• **Given exercise**:
Transcribe, word for word, the portion of the Frank and Carl story that begins with "Carl: Frank, buddy, you" and ends with "It’s not right!".

• **Passage shown**:
--- begin ---
Meet Frank and Carl. Frank owns a jewelry store; Carl is a diamond thief. However, Frank isn’t aware that Carl is a thief.  It’s a typical morning at the store, and at about 10 AM, Frank begins polishing some necklaces. Carl strolls in, feigning an interest in buying something for his wife. They talk about possible purchases, just as they’ve done every day for the past week. Then the topic changes:

Frank: You know, I was watching TV last night, and they had some religious fanatic on there. This wacky fundamentalist was saying he believes there is absolute truth. And, to top it off, he said he knew this absolute truth and was trying to impose his beliefs and his morality on everyone else. Now, that just doesn’t make any sense to me. How can one man claim to know the truth? How can one man say he has all the answers? What arrogance!

Carl: Yeah, I know what you mean. I grew up in the church and heard that all the time. My mom was the worst? she was always trying to shove religion and the Bible down my throat. But, thank God (ha!), I’ve moved past all that.

Frank: I mean, everyone knows today that all truth is basically relative. It all depends on your culture and individual background. How can one culture say it’s right and another is wrong? There is no absolute right and wrong.  What truly enlightened person believes that?

Carl: I’m right there with ya, buddy.
Carl says he has a meeting and leaves yet again without making a purchase. He’s been casing the joint for a week now, and tonight he’s ready to make his move.

At 10 PM, he routinely makes his way past the alarm, without a glitch. He’s got his ski mask and a Glock 33 (with a silencer), and everything is going as planned except for one thing — there’s a light on in the back. Frank’s not usually here at this time; I need to make sure, and, sure enough, Frank is sitting there, paying bills.

In terror, he immediately yells out, “Hey, don’t shoot? don’t shoot?don’t kill me?you can take whatever you want!” Carl:   That’s exactly what I intend to do.

Frank:   Hey, wait a minute. Don’t I know you? I recognize your voice. You’re Carl.

Carl: Frank, buddy, you shouldn’t have done that.  Now you’ve shown you know who I am, and if you know who I am, you’ll turn me in, and if you turn me in, I’ll have to go to jail, and I don’t want to do that. So, Frank, it looks like I’m going to have to kill you.

Frank: You can’t kill me! It’s not right!

Carl: Wait, wait — what do you mean “it’s not right”? You told me today you don’t believe in absolute right and wrong.  It depends on the individual, right? So, I’m going to have to kill you. I have no choice; I’ve got to look out for myself.

Frank: But I’ve got a wife and kids?I’ve got to take care of them.

Carl: Your wife and kids will get insurance money and will probably be better off without you. But what do I care about that anyway? I have to do this. I can’t trust you, Frank.

Frank: Oh, you can trust me. Look, I won’t turn you in.  Trust me, please. Take everything I have?I don’t care?please just spare my life.
--- end ---
• **Record set**:
--- begin ---
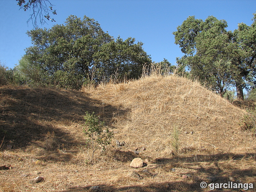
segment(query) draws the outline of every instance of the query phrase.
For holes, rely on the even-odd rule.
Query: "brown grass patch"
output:
[[[255,138],[239,126],[244,111],[175,76],[83,92],[2,87],[0,110],[0,142],[6,132],[0,165],[12,167],[0,171],[1,192],[78,192],[93,186],[103,191],[206,191],[202,181],[256,180]],[[92,164],[82,132],[86,111],[98,114],[114,133]],[[116,140],[125,145],[115,146]],[[147,166],[130,167],[137,157]],[[191,176],[182,178],[185,174]],[[29,183],[38,176],[44,180]]]

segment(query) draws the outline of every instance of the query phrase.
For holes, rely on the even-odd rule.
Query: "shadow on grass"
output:
[[[128,110],[107,105],[80,91],[0,88],[0,143],[4,137],[1,149],[8,149],[7,145],[25,148],[33,144],[50,156],[52,151],[50,159],[60,160],[63,154],[53,151],[56,148],[71,154],[76,152],[71,149],[74,146],[86,145],[82,132],[87,111],[100,115],[101,120],[111,126],[112,118]],[[81,133],[71,134],[72,126]],[[63,160],[71,156],[66,155]]]
[[[254,189],[243,188],[216,188],[210,190],[210,187],[205,189],[200,187],[201,182],[204,181],[208,184],[210,183],[252,183],[255,188],[256,177],[256,169],[255,166],[252,166],[245,169],[232,167],[228,162],[232,161],[240,161],[251,160],[255,161],[255,154],[248,153],[245,154],[235,154],[232,153],[218,154],[213,155],[200,155],[191,156],[187,157],[175,156],[171,158],[162,158],[156,159],[156,169],[161,167],[162,172],[165,168],[171,167],[177,169],[179,168],[188,169],[189,170],[184,172],[175,172],[178,178],[170,178],[170,182],[153,182],[149,184],[137,185],[129,185],[124,187],[106,185],[100,183],[96,185],[86,186],[78,186],[71,187],[68,189],[62,190],[64,192],[78,192],[80,191],[104,191],[105,192],[205,192],[205,191],[255,191]],[[239,161],[238,162],[239,162]],[[157,166],[159,166],[158,167]],[[194,165],[192,166],[192,165]],[[146,167],[145,167],[146,168]],[[161,177],[161,172],[158,175]],[[188,177],[183,178],[183,175]],[[132,176],[131,175],[131,178]],[[251,180],[246,180],[248,178]],[[173,181],[176,180],[177,181]],[[143,181],[143,180],[140,180]],[[98,186],[92,190],[90,188],[93,186]],[[59,191],[58,192],[60,192]]]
--- end ---
• **Exercise solution**:
Carl: Frank, buddy, you shouldn’t have done that.  Now you’ve shown you know who I am, and if you know who I am, you’ll turn me in, and if you turn me in, I’ll have to go to jail, and I don’t want to do that. So, Frank, it looks like I’m going to have to kill you.

Frank: You can’t kill me! It’s not right!